> Material supplied
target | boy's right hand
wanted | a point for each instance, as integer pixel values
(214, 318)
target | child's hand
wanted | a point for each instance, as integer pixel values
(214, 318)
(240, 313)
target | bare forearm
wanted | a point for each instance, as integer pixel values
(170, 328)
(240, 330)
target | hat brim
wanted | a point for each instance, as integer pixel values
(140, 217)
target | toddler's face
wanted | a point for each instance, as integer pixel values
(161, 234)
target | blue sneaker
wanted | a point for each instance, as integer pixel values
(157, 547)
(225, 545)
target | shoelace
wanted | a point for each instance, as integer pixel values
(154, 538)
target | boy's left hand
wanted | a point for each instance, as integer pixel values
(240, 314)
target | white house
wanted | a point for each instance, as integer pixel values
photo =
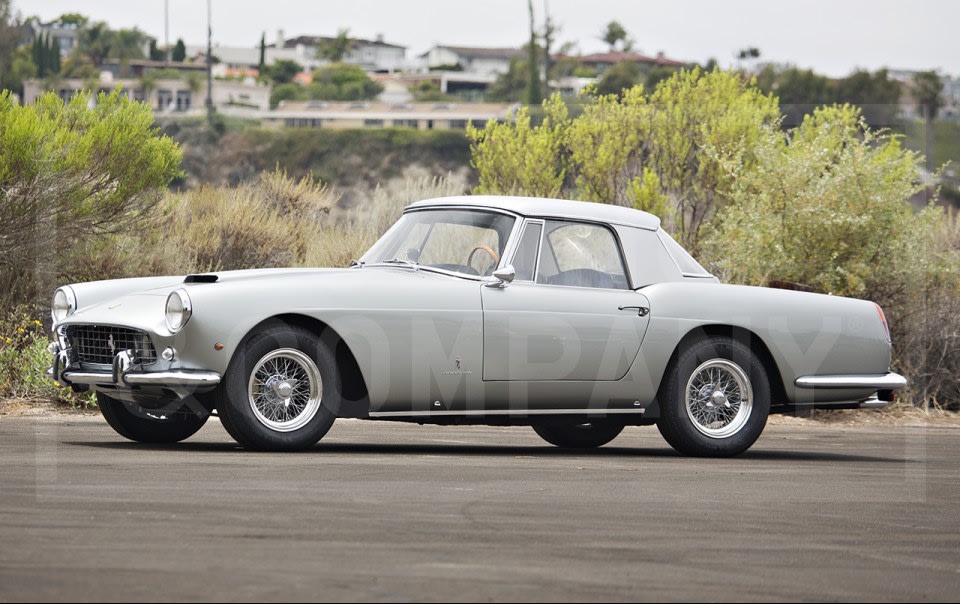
(472, 60)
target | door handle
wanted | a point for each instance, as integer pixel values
(642, 311)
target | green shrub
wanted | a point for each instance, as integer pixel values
(824, 204)
(24, 361)
(75, 171)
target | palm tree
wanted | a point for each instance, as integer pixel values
(334, 49)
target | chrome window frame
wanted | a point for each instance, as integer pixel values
(516, 248)
(508, 250)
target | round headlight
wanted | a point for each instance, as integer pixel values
(178, 310)
(64, 303)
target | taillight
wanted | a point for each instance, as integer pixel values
(883, 321)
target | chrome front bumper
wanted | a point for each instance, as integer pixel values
(158, 379)
(124, 374)
(882, 381)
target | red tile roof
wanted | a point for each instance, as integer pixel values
(609, 58)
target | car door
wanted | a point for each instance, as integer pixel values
(569, 314)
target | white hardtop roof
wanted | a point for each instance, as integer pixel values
(537, 207)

> Exercise aim
Each line that holds the string "roof" is to be copied from the entries above.

> Solution to this problem
target | red tile roof
target | white hardtop roof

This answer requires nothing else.